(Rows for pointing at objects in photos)
———

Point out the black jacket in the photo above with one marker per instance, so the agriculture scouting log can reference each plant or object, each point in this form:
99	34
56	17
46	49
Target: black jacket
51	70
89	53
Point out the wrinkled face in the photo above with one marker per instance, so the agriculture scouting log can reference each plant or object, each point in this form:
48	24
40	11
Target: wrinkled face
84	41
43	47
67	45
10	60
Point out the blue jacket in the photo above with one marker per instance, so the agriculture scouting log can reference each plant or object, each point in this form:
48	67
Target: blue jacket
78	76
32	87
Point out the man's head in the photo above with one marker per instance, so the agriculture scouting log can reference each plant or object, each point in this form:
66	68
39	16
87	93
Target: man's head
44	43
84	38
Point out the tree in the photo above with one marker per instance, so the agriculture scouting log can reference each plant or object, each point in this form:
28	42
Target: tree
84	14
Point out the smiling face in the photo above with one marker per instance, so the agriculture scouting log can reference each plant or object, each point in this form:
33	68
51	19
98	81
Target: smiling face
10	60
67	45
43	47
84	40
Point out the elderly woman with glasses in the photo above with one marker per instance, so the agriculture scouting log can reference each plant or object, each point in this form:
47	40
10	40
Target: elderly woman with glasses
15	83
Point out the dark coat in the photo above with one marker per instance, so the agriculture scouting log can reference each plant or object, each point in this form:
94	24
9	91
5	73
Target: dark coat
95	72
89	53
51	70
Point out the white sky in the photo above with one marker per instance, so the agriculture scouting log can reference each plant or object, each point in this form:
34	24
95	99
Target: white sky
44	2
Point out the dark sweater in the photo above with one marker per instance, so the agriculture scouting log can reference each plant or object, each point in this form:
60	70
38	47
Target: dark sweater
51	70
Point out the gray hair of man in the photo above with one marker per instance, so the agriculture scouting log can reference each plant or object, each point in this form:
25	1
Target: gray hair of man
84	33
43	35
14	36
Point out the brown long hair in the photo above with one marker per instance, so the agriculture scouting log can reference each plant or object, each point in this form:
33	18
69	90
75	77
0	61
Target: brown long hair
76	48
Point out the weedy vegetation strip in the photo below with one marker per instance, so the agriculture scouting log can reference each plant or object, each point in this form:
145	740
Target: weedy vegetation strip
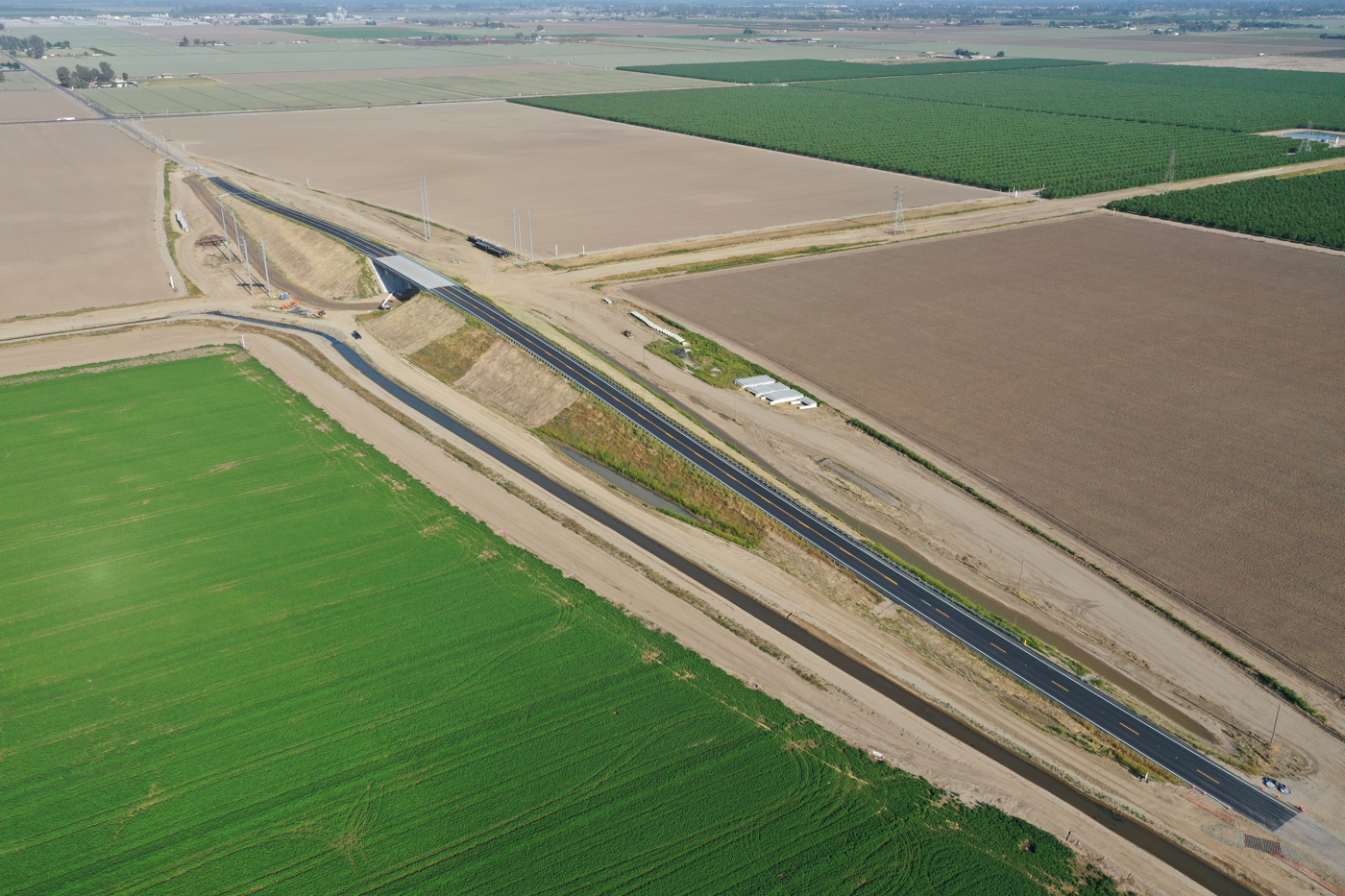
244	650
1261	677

———

### Description of the task
Please lay out every line of the rows above as a JSON list of strings, one string per line, skipping blank lines and leaving the pictures out.

### The result
[
  "Point out the black jacket in the photo above with one marker per instance, so the agriculture scouting log can reference each plant or object, each point in this form:",
  "99\t34",
  "56\t17",
  "46\t49",
  "Target: black jacket",
  "51\t70",
  "89\t53",
  "Point out the wrinkled face in the photo above with one marker per instance, so the agriculture scouting log can reference each plant or object, each point in this form:",
  "48\t24",
  "40\t11",
  "Target: wrinkled face",
  "84\t41",
  "43\t47",
  "67\t45",
  "10\t60",
  "Point out the blue jacket in the photo above with one marker per instance, so the agriculture scouting log can reference each plant or object, each point in this form:",
  "48\t67",
  "Target: blue jacket",
  "78\t76",
  "32\t87",
  "Point out the man's head in the photo above with one marker per instance, so the agriculture scouting log can reference each plant or object, each point in this form:",
  "66\t68",
  "39\t16",
  "87\t93",
  "Target: man's head",
  "44\t43",
  "84\t38",
  "Point out the tree in the photo above with one marker per instance, so the agriculture scouting log can reference each plant or object, each point in this form:",
  "28\t42",
  "Target: tree",
  "84\t14",
  "Point out the smiling face in the photo above with one marker per instance, so the agriculture scouting log can reference each plant or object, each point in this form:",
  "33\t68",
  "51\t19",
  "98\t81",
  "Target: smiling face",
  "10\t60",
  "67\t45",
  "43\t47",
  "84\t40",
  "Point out the elderly woman with glasses in the photo above with one marker per instance, so the agriculture scouting log can reference each plant or object, each point in this form:",
  "47\t40",
  "10\t40",
  "Target: elderly woman with glasses",
  "15\t83",
  "Point out the dark coat in the photo above with one marker per instance, so the agriculture scouting log can reference each plant or object, each point in this form:",
  "94\t24",
  "9\t91",
  "5\t73",
  "Target: dark coat",
  "95\t72",
  "89\t53",
  "51\t70",
  "Point out the white sky in the photo above with one marker per instance, so the agriculture scouting log can reference each plant or object, each point in this form:",
  "34\t24",
  "95\t99",
  "Target: white sky",
  "44\t2",
  "Point out the dark sweater in the photo above with one marker per instance, so the agriculture scouting log can reference each plant or object, each point in this form:",
  "60\t70",
  "38\t47",
  "Target: dark sweater",
  "51\t70",
  "Point out the gray hair of man in the photo above with one marker per instance, so the agriculture scouting log can reference each plant or object, each point in this form:",
  "25\t1",
  "Target: gray hair of man",
  "84\t33",
  "43\t35",
  "14\t36",
  "Point out the brown long hair in the photo above with one marker per instance, so the agriculture scouting log can reference each plant or object, each point in this form:",
  "33\t18",
  "69\t90",
  "75\t77",
  "0\t61",
  "Target: brown long hair",
  "76\t48",
  "Point out the weedy vegetation strip in the photo below with one marker per instance, so the agriculture scouting log can reference each plant or object, each point in this form:",
  "145\t740",
  "Target: weedy vegetation strip",
  "244\t650",
  "1261\t677"
]